- _WHAT NEEDS TO BE DONE_
From the text on running Jupyter on Dataproc, copy the passage between "Modern big data" and "to manage Hadoop/Spark.", inclusive.

Modern big data world is hard to imagine without Hadoop. It made a small revolution in how analysts deal with large amount of emerging data (before Hadoop, it used to be a torture). Sparkis “Hadoop 2.0”, it much improves on the original MapReduce engine.

Google Cloud Dataproc is a nice solution to work with managed Spark stack. Inside, it is a set of VMs one of which is master node and the rest are workers. You can SSH to any VM in the cluster if you want to fix/try/change something. There are two things which make Dataproc different from the usual Compute Engine:

  1. Each node runs a set of Google’s systemd services to manage Hadoop/Spark.
  2. Cloud Console shows nice UI where you can inspect or launch the jobs.

Data scientists which use Python as the primary language like Spark because it has PySpark. PySpark allows running Spark jobs written in Python using sensible API. Technically, it is a Python package which talks to the Spark’s master node.

Jupyter is a widely known language-agnostic project which allows almost WYSIWUG coding in web browser or terminal. Traditional scientists and engineers would say that it was inspired byMatlab and alike. While this is true, Matlab inspired the whole scientific Python stack, notably numpy and matplotlib. Jupyter is relatively young; it grew from IPython and originally was tied to Python language. Actually, some people still mess Jupyter with IPython and the official website has the special clarification about the statuses of those two projects.

So a natural idea about how to use Dataproc for a pythonista is to run Jupyter Notebook and work with Spark using PySpark. This longread elaborates on how to deploy modern Jupyter over Python 3 to Dataproc and efficiently use it. Particularly, we present JGSCM, an adapter between Jupyter virtual file system and Google Cloud Storage. And before you ask: this is kind of trickier than in the official how-to and not the same as Cloud Datalab.

- _RECORDED DATA_
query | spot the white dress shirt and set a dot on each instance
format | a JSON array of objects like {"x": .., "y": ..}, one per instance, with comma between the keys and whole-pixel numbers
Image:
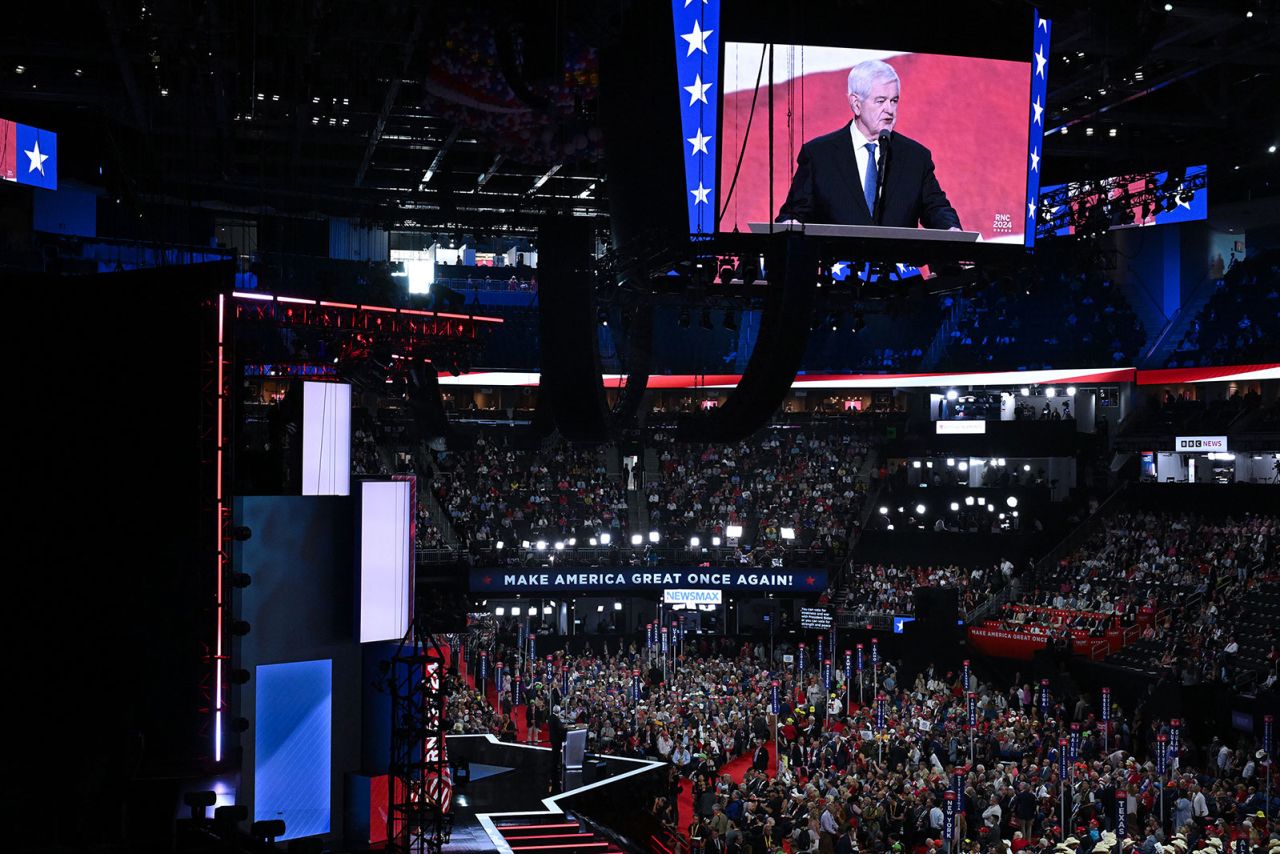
[{"x": 862, "y": 153}]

- _SOLUTION TO THIS PROBLEM_
Modern big data world is hard to imagine without Hadoop. It made a small revolution in how analysts deal with large amount of emerging data (before Hadoop, it used to be a torture). Sparkis “Hadoop 2.0”, it much improves on the original MapReduce engine.

Google Cloud Dataproc is a nice solution to work with managed Spark stack. Inside, it is a set of VMs one of which is master node and the rest are workers. You can SSH to any VM in the cluster if you want to fix/try/change something. There are two things which make Dataproc different from the usual Compute Engine:

  1. Each node runs a set of Google’s systemd services to manage Hadoop/Spark.